Requisito 1 –
Indica cada línea de las filas que aparecen abajo que contenga la palabra "below", copiándola completa. Se distinguen mayúsculas y minúsculas.

Todos somos hijas e hijos de una madre, pero no siempre entendemos lo que significa maternar. Ni siquiera en el diccionario de la Real Academia de la Lengua Española se incluye un verbo que denote una acción relativa a la maternidad. No obstante, así como en tantos otros casos, el lenguaje se ajusta a las realidades sociales que emergen y el uso de la palabra también representa nuevas condiciones de la existencia humana. Actualmente, experimentamos tránsitos y transformaciones sobre la manera en que hacemos elecciones de vida, el tipo de expectativas que tenemos y las contradicciones que esto provoca con viejas estructuras mentales, como la heteronormatividad y el amor romántico. 

La decisión de concebir o adoptar, criar y educar es cada vez más difícil de tomar, cuestión que repercute en cambios demográficos, a nivel nacional y mundial. Según la más reciente Encuesta de Demografía y Salud (2015), tan solo en Colombia, la tasa de fecundidad global ha descendido de 2.9 hijos por cada mujer, en 1995, a 2.0, en el 2015. Las condiciones económicas y políticas, así como la ampliación al acceso de los métodos anticonceptivos y la educación sexual, han llevado a que las mujeres nos replanteemos la maternidad, no ya como un destino manifiesto, sino como una posibilidad ajustada a un proyecto de vida autónomo y responsable.

Filas –
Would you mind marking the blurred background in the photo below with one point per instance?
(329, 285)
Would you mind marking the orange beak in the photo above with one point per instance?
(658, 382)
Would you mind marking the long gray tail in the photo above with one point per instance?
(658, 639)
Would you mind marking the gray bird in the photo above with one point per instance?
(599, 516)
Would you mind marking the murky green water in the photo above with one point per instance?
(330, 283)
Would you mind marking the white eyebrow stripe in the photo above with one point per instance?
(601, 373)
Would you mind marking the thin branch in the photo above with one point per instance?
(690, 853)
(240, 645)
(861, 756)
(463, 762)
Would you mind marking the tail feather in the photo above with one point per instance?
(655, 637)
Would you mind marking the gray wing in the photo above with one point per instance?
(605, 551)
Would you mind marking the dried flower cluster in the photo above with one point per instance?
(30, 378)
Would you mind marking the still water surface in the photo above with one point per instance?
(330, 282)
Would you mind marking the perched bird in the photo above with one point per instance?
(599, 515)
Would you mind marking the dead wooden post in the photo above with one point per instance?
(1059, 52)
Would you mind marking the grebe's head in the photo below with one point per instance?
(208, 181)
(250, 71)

Requisito 2 –
Copia sin cambios la parte del texto sobre la maternidad que empieza con las palabras "Todos somos hijas" y termina con "el amor romántico.".

Solución completa 1 –
Would you mind marking the blurred background in the photo below with one point per instance?
Would you mind marking the grebe's head in the photo below with one point per instance?

Solución completa 2 –
Todos somos hijas e hijos de una madre, pero no siempre entendemos lo que significa maternar. Ni siquiera en el diccionario de la Real Academia de la Lengua Española se incluye un verbo que denote una acción relativa a la maternidad. No obstante, así como en tantos otros casos, el lenguaje se ajusta a las realidades sociales que emergen y el uso de la palabra también representa nuevas condiciones de la existencia humana. Actualmente, experimentamos tránsitos y transformaciones sobre la manera en que hacemos elecciones de vida, el tipo de expectativas que tenemos y las contradicciones que esto provoca con viejas estructuras mentales, como la heteronormatividad y el amor romántico.